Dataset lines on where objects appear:
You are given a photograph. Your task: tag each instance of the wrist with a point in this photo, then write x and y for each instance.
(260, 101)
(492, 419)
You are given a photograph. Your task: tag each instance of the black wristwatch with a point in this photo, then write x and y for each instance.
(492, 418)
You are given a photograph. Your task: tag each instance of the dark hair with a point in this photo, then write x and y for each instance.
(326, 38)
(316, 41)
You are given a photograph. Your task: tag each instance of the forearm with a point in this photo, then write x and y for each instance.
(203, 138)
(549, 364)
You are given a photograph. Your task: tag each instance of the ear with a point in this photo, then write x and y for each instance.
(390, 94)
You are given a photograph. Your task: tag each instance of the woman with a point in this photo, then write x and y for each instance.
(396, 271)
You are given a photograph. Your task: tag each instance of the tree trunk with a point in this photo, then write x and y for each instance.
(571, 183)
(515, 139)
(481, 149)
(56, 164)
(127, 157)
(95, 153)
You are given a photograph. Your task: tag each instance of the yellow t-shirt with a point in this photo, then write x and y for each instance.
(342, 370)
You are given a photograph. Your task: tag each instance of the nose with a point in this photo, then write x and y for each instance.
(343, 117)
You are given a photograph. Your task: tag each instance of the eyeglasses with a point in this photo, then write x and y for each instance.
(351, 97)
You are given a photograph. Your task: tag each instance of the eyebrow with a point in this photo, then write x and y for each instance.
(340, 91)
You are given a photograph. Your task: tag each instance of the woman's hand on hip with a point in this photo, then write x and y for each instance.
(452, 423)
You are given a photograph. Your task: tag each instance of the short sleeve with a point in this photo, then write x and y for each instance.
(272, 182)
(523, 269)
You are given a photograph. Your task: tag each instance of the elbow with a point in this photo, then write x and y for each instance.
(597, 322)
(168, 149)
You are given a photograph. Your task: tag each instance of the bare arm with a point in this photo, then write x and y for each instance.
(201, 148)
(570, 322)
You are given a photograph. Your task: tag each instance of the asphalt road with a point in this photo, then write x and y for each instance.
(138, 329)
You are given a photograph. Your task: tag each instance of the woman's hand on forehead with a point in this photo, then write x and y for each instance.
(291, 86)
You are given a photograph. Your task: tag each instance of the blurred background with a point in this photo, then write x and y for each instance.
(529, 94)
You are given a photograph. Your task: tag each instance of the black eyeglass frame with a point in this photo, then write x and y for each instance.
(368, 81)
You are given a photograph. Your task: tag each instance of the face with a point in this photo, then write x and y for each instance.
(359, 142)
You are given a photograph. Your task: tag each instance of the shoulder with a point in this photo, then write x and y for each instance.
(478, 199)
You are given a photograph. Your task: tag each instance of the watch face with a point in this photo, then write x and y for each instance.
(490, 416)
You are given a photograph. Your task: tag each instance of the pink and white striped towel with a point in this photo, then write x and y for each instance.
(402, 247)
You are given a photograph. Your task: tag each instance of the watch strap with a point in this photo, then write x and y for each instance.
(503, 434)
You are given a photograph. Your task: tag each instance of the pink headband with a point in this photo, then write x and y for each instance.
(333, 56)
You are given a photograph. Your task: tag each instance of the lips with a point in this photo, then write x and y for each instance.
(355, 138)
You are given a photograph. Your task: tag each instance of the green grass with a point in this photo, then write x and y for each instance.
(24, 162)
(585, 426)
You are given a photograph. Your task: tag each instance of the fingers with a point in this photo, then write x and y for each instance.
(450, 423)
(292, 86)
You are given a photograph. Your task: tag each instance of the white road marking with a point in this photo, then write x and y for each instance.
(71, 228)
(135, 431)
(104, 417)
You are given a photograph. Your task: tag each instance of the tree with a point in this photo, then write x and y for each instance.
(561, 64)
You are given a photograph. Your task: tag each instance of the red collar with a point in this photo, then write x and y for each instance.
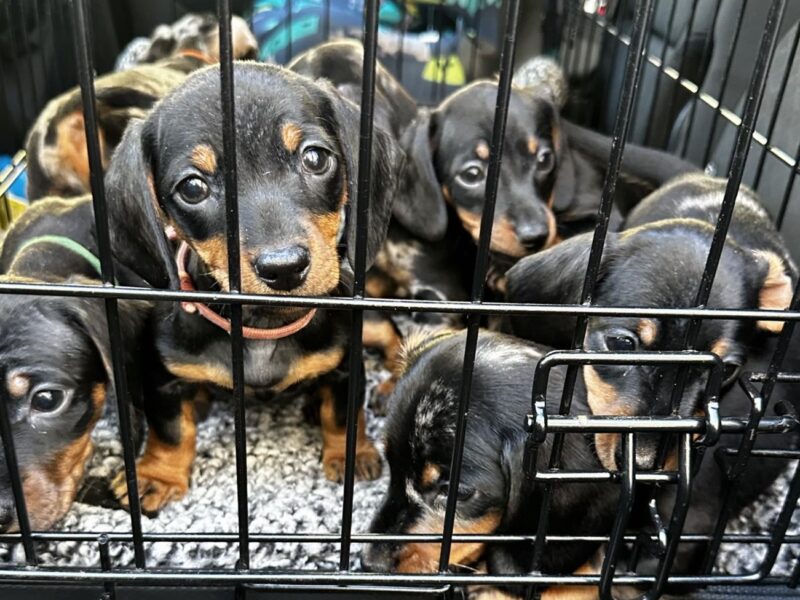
(250, 333)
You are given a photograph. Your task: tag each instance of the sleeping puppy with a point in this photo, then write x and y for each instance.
(55, 358)
(297, 147)
(550, 181)
(56, 148)
(495, 495)
(658, 262)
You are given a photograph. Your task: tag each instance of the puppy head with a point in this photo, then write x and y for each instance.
(297, 146)
(450, 150)
(657, 265)
(420, 436)
(54, 375)
(199, 32)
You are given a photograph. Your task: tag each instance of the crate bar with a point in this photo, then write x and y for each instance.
(428, 538)
(355, 386)
(724, 83)
(632, 75)
(172, 577)
(12, 464)
(660, 74)
(703, 60)
(392, 305)
(624, 509)
(777, 109)
(755, 94)
(479, 272)
(83, 53)
(234, 272)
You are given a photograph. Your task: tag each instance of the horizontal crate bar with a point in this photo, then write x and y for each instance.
(392, 305)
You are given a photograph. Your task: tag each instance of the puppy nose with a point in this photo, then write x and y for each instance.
(532, 235)
(283, 269)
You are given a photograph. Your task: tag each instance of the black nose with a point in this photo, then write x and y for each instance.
(378, 558)
(283, 269)
(7, 513)
(532, 235)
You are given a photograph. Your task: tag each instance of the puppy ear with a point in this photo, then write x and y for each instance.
(420, 205)
(387, 163)
(775, 287)
(554, 276)
(139, 244)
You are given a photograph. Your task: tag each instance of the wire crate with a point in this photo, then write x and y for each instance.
(714, 81)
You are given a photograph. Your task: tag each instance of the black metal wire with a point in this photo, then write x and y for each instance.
(479, 272)
(234, 272)
(84, 59)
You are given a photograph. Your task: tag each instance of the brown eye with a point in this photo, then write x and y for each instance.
(48, 400)
(193, 190)
(316, 160)
(473, 175)
(545, 160)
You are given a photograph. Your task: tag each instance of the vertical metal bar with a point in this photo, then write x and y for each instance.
(660, 75)
(778, 103)
(631, 78)
(16, 480)
(724, 83)
(778, 532)
(623, 513)
(479, 273)
(679, 512)
(83, 53)
(234, 272)
(355, 388)
(694, 99)
(105, 564)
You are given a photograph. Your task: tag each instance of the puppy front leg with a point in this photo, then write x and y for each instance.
(164, 469)
(333, 417)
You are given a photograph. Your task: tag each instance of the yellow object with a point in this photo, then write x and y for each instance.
(447, 69)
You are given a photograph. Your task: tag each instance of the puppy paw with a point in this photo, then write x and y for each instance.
(368, 463)
(157, 488)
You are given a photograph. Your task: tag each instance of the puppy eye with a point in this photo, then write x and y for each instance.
(545, 160)
(48, 400)
(731, 373)
(472, 176)
(316, 160)
(620, 342)
(193, 190)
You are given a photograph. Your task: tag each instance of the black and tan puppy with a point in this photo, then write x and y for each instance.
(494, 495)
(297, 146)
(58, 163)
(658, 262)
(550, 181)
(55, 363)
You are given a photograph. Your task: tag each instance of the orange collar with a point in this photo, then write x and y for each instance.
(198, 55)
(250, 333)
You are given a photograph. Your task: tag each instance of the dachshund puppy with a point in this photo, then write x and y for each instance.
(297, 147)
(495, 495)
(658, 262)
(55, 358)
(550, 181)
(58, 163)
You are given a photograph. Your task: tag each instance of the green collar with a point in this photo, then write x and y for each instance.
(68, 244)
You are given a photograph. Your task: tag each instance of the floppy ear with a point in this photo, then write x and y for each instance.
(554, 276)
(420, 206)
(775, 287)
(387, 163)
(138, 241)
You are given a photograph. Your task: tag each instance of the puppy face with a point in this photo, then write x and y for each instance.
(456, 140)
(53, 384)
(636, 274)
(296, 148)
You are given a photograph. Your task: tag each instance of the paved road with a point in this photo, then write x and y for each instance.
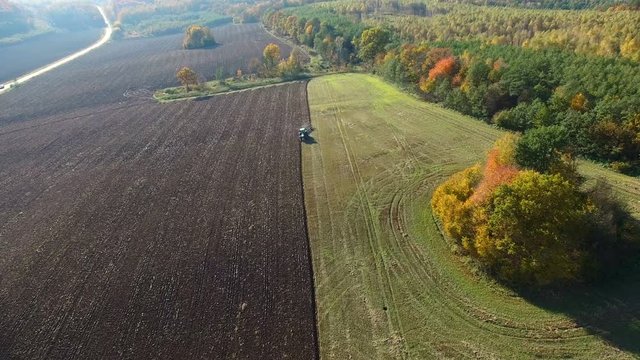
(102, 41)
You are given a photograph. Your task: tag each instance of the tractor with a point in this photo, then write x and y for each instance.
(303, 133)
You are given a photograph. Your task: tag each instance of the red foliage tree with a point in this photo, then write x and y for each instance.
(444, 67)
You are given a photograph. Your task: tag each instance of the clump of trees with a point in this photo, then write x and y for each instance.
(271, 58)
(495, 65)
(274, 65)
(529, 223)
(197, 37)
(187, 77)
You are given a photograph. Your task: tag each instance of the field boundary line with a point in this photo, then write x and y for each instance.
(306, 232)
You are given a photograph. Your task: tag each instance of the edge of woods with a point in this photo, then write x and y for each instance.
(387, 282)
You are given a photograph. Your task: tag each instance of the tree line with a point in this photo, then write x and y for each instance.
(594, 99)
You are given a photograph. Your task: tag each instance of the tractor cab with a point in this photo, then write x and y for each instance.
(303, 133)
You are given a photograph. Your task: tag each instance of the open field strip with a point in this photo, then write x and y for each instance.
(103, 40)
(387, 284)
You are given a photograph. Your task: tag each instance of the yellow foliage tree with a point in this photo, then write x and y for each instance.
(197, 36)
(271, 57)
(187, 77)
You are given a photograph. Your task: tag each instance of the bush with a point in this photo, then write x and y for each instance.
(197, 37)
(527, 227)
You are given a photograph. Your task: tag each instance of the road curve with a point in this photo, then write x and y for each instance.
(53, 65)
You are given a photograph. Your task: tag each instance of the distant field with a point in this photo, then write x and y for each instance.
(387, 283)
(34, 53)
(162, 24)
(131, 70)
(157, 231)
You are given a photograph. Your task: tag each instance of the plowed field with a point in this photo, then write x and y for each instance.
(124, 70)
(31, 54)
(157, 231)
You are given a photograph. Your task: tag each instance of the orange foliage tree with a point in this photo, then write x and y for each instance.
(443, 68)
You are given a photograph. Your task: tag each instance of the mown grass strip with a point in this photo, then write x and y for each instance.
(387, 282)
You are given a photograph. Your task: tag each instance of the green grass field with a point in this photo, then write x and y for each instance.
(387, 282)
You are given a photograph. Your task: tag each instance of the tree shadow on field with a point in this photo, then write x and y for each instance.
(6, 336)
(309, 140)
(609, 308)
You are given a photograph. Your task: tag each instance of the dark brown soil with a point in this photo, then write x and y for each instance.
(122, 70)
(140, 230)
(19, 59)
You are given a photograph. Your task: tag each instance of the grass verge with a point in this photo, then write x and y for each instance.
(387, 282)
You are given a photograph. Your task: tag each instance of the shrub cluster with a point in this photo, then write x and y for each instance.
(529, 227)
(197, 37)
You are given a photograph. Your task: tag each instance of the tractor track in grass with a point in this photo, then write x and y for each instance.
(368, 180)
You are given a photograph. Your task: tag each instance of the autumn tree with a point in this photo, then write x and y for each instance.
(443, 68)
(372, 43)
(292, 66)
(537, 225)
(187, 77)
(539, 148)
(197, 36)
(271, 57)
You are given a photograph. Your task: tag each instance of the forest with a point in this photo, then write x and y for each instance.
(499, 65)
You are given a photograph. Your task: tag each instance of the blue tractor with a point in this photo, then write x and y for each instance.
(303, 133)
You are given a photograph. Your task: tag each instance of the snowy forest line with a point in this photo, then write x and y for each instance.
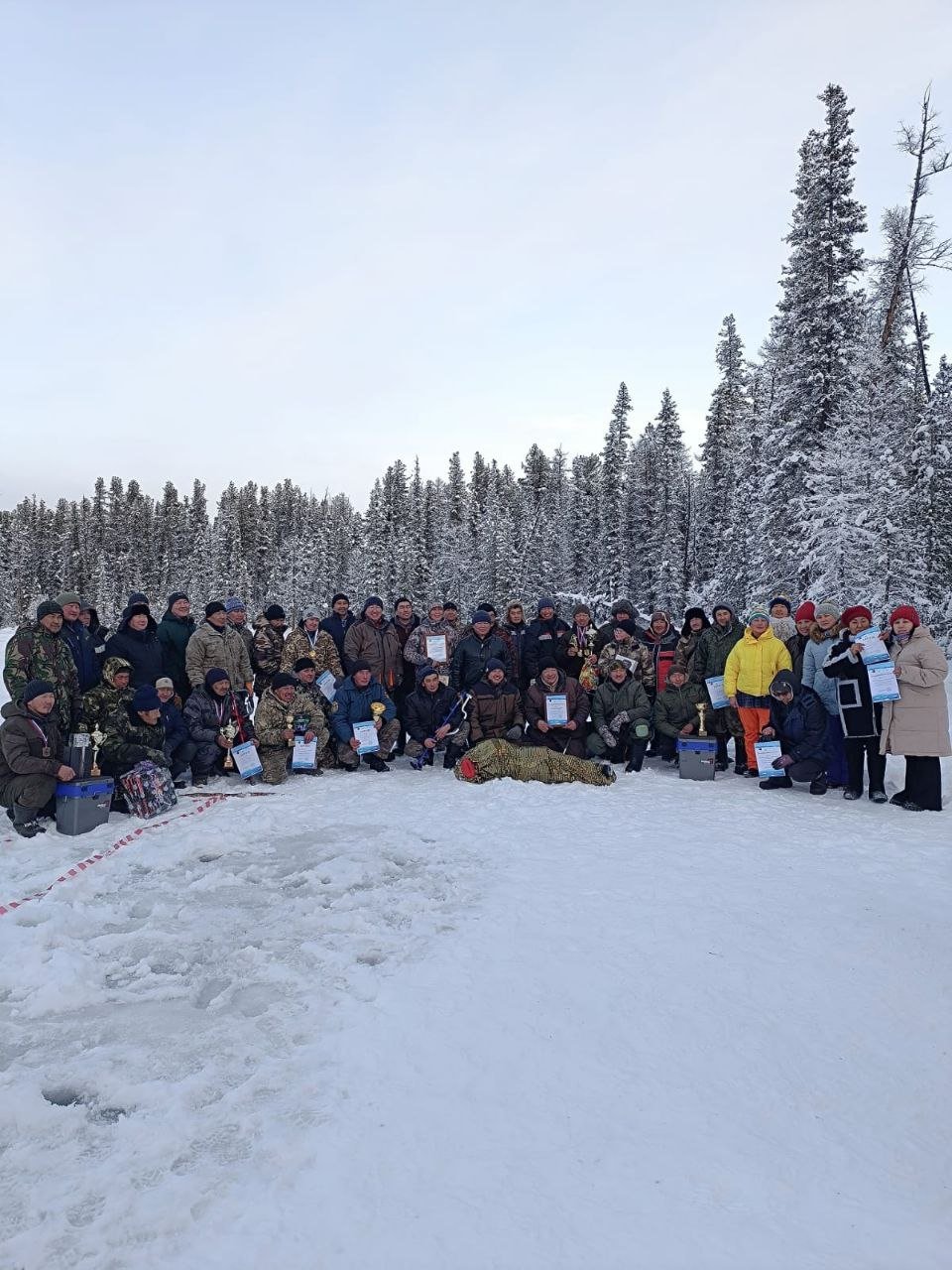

**To be done:** List every line above that holds the string "forest", copying each such line in full. Letter case matters.

**Solution to this problem:**
You are given a photograph. Your task: tag each instance of the forest with a point in this photo, then write x and y for each instance.
You are given a photograph. Your task: tag each instance of the snowy forest line with a point in this photo, then write x and y for each instance.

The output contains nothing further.